- _TASKS AND EXERCISES_
• a. According to the Pride Month reading list, where do the origins of Pride come from?
• b. Rewrite the passage of the Pride Month reading list between "When people look" and "and for all.", inclusive, and put "Maya" in place of "Kelly".
• c. Decide whether each statement agrees with the Pride Month reading list: (i) The list shares 30 books. (ii) George's teacher allows her to try out for the part of Charlotte. (iii) Jazz knew she was a girl from the age of five. Answer yes or no for each, and quote the words of the list that decide it.

- _STUDY TEXT_
June is Pride Month, which means honoring the lives and contributions of the LGBTQIA+ community. While these days, we often think of Pride as a joyous and jubilant celebration of the queer community, the origins of Pride come from resistance and rebellion at the Stonewall Inn. If you are a bookworm like me, then you know reading, books, and knowledge can be its own form of resistance. With that, we are sharing 30 books for readers of all ages spanning from fiction and nonfiction. Obviously, this list is by no means exhaustive, but it will hopefully be a starting point to adding more books from queer authors. 

Pride-FULL Children’s Literature

I Am Jazz by Jazz Jennings and Jessica Herthel

I Am Jazz Book Cover

From the age of two, Jazz knew she was a girl despite having a boy’s body. She loved the color pink and dressing up as a mermaid. Jazz never felt like herself while wearing boys’ clothing. Jazz’s behavior confused her family until they learned she was born transgender. 

George by Alex Gino 

When people look at George, they see a boy, but George knows she’s a girl. George thinks she will have to keep this secret forever until George’s teacher announces their class play will be Charlotte’s Web. George really, really, really wants to play Charlotte, but the teacher says she can’t even try out for the part. With the help of her best friend Kelly, George comes up with the perfect plan to not only play Charlotte but to let everyone know who she is once and for all.

- _DATASET ENTRIES_
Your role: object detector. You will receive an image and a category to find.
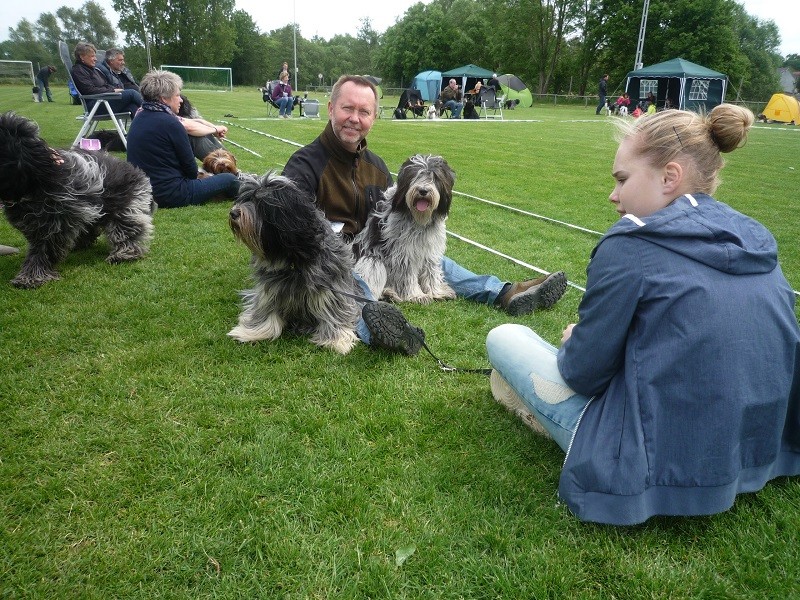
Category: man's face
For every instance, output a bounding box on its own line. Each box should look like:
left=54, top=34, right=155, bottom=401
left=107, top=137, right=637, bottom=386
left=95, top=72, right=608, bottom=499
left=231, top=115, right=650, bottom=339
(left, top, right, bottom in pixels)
left=161, top=90, right=183, bottom=115
left=328, top=81, right=377, bottom=152
left=108, top=54, right=125, bottom=71
left=80, top=50, right=97, bottom=67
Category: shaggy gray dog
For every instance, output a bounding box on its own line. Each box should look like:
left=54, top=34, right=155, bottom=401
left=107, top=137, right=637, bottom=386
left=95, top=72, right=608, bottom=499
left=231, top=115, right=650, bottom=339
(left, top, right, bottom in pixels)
left=0, top=112, right=156, bottom=288
left=353, top=154, right=456, bottom=303
left=228, top=173, right=362, bottom=354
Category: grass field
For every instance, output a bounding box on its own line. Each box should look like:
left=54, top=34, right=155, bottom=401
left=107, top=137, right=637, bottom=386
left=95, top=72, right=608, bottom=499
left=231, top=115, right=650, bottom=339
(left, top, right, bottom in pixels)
left=0, top=87, right=800, bottom=599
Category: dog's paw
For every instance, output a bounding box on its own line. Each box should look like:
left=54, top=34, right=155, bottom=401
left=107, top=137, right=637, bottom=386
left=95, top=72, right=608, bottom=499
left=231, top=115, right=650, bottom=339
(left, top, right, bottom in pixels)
left=312, top=329, right=358, bottom=354
left=431, top=284, right=456, bottom=300
left=228, top=315, right=283, bottom=343
left=11, top=271, right=61, bottom=290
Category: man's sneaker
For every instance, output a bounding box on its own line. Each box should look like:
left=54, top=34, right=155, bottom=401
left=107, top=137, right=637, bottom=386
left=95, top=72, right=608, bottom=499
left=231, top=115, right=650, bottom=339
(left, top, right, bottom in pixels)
left=361, top=301, right=425, bottom=356
left=499, top=271, right=567, bottom=316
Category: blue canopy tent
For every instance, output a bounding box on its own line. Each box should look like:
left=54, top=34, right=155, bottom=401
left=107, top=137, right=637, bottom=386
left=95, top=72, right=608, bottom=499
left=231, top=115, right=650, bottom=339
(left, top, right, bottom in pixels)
left=411, top=71, right=442, bottom=102
left=439, top=65, right=494, bottom=92
left=625, top=58, right=728, bottom=111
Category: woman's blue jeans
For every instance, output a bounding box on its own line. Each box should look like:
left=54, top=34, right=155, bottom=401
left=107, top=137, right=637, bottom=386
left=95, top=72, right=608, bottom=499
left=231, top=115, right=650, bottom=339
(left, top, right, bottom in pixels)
left=486, top=324, right=590, bottom=452
left=276, top=96, right=294, bottom=116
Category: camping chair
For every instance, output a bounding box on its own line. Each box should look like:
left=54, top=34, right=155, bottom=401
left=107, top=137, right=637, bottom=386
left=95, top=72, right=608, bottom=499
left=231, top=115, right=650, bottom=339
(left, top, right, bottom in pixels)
left=397, top=88, right=428, bottom=119
left=300, top=100, right=319, bottom=119
left=479, top=87, right=506, bottom=121
left=58, top=40, right=131, bottom=149
left=261, top=79, right=281, bottom=117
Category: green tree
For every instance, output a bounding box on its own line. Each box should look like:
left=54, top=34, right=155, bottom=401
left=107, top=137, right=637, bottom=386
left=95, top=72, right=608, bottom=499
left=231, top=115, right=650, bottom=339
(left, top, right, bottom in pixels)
left=113, top=0, right=236, bottom=67
left=728, top=4, right=781, bottom=101
left=6, top=19, right=54, bottom=68
left=57, top=0, right=117, bottom=49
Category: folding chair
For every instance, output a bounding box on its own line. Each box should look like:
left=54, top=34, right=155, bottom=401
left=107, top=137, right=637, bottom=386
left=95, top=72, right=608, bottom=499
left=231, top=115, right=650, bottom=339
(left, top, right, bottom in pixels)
left=300, top=100, right=319, bottom=119
left=261, top=79, right=281, bottom=117
left=58, top=40, right=131, bottom=149
left=478, top=87, right=506, bottom=121
left=397, top=88, right=428, bottom=119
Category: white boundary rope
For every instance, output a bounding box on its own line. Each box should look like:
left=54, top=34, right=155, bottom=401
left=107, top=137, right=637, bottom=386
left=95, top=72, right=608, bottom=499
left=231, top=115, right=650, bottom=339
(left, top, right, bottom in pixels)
left=222, top=138, right=264, bottom=158
left=220, top=121, right=800, bottom=297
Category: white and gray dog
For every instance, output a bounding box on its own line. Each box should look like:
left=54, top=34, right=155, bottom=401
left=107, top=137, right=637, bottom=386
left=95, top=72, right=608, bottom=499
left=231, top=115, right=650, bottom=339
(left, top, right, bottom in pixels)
left=0, top=112, right=155, bottom=288
left=228, top=173, right=362, bottom=354
left=353, top=154, right=456, bottom=303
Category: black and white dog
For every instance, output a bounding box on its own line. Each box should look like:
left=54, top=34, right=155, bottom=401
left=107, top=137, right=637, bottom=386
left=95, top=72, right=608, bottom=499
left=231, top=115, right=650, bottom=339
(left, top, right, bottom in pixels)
left=228, top=173, right=362, bottom=354
left=353, top=154, right=456, bottom=303
left=0, top=112, right=155, bottom=288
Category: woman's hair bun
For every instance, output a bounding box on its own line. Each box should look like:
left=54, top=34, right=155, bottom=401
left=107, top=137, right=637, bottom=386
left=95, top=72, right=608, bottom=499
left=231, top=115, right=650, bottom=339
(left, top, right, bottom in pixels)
left=706, top=104, right=755, bottom=152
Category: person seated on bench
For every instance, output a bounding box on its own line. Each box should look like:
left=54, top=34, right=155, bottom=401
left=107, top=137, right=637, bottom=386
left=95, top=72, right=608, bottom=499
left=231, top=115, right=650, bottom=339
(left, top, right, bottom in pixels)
left=72, top=42, right=144, bottom=119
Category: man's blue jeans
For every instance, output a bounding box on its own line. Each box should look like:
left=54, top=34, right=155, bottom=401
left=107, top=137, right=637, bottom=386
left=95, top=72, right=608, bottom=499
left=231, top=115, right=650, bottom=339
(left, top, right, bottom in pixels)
left=353, top=256, right=506, bottom=345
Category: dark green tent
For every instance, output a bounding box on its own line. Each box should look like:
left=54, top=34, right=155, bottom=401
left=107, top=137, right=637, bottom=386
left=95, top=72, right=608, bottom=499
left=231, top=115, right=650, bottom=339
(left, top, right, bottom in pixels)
left=625, top=58, right=728, bottom=111
left=439, top=65, right=494, bottom=92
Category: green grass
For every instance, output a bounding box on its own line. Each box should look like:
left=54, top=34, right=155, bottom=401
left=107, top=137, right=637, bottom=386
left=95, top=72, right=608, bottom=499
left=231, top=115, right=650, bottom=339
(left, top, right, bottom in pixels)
left=0, top=87, right=800, bottom=599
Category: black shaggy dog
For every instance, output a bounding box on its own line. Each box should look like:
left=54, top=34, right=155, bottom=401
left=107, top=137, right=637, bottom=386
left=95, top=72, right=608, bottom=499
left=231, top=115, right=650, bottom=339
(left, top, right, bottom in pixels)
left=228, top=173, right=362, bottom=354
left=0, top=112, right=155, bottom=288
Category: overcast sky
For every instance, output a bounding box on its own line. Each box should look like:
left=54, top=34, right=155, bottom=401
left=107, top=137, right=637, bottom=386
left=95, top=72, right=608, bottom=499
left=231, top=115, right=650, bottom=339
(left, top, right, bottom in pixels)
left=0, top=0, right=800, bottom=57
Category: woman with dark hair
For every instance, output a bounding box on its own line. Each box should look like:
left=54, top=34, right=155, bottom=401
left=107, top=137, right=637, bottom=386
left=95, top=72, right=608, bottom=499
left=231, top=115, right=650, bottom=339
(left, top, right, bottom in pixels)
left=128, top=71, right=239, bottom=208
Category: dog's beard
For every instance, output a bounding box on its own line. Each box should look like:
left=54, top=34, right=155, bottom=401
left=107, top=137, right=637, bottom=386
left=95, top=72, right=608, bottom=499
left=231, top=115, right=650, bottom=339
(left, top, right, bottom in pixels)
left=405, top=177, right=440, bottom=226
left=228, top=204, right=264, bottom=260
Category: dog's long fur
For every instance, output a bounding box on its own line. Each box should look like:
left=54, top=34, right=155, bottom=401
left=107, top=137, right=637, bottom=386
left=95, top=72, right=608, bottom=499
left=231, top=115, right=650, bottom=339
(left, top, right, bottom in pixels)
left=353, top=154, right=455, bottom=303
left=228, top=173, right=362, bottom=354
left=0, top=112, right=155, bottom=288
left=203, top=148, right=239, bottom=175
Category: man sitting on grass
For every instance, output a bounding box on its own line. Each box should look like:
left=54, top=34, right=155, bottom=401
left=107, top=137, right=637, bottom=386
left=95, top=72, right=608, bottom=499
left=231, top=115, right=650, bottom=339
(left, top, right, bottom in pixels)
left=283, top=75, right=567, bottom=354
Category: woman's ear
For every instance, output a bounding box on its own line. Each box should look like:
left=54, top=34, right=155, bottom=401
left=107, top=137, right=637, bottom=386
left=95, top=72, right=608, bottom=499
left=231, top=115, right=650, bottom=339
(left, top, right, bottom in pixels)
left=662, top=162, right=683, bottom=194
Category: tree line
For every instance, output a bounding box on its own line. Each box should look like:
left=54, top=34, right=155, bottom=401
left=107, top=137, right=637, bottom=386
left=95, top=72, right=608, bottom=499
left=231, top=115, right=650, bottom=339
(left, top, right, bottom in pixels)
left=0, top=0, right=800, bottom=101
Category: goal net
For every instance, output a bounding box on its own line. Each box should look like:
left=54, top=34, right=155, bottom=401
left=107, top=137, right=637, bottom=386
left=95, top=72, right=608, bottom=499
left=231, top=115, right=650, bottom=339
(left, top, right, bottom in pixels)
left=161, top=65, right=233, bottom=92
left=0, top=60, right=36, bottom=85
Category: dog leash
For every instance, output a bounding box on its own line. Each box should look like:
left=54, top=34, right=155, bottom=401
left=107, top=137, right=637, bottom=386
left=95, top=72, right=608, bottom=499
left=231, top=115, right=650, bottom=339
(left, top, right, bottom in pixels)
left=322, top=284, right=492, bottom=376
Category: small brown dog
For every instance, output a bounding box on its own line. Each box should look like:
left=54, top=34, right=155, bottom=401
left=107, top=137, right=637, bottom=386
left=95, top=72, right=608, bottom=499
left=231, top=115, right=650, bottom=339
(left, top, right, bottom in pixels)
left=203, top=148, right=239, bottom=175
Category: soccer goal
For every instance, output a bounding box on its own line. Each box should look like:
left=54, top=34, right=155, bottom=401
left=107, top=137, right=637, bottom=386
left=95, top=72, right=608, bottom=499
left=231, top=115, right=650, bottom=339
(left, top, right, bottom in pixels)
left=161, top=65, right=233, bottom=92
left=0, top=60, right=36, bottom=85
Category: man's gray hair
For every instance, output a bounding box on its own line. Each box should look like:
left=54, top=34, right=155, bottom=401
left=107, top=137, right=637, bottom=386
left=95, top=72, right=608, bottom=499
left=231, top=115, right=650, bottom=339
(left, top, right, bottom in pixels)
left=139, top=70, right=183, bottom=102
left=331, top=75, right=378, bottom=112
left=106, top=48, right=125, bottom=60
left=75, top=42, right=97, bottom=62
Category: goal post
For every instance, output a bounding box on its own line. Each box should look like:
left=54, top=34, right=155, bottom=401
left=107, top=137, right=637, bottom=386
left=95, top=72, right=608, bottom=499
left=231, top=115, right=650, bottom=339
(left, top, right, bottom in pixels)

- _SET OF ANSWERS_
• a. Resistance and rebellion at the Stonewall Inn.

• b.
When people look at George, they see a boy, but George knows she’s a girl. George thinks she will have to keep this secret forever until George’s teacher announces their class play will be Charlotte’s Web. George really, really, really wants to play Charlotte, but the teacher says she can’t even try out for the part. With the help of her best friend Maya, George comes up with the perfect plan to not only play Charlotte but to let everyone know who she is once and for all.

• c.
(i) Yes: "we are sharing 30 books for readers of all ages"
(ii) No: "the teacher says she can’t even try out for the part"
(iii) No: "From the age of two, Jazz knew she was a girl"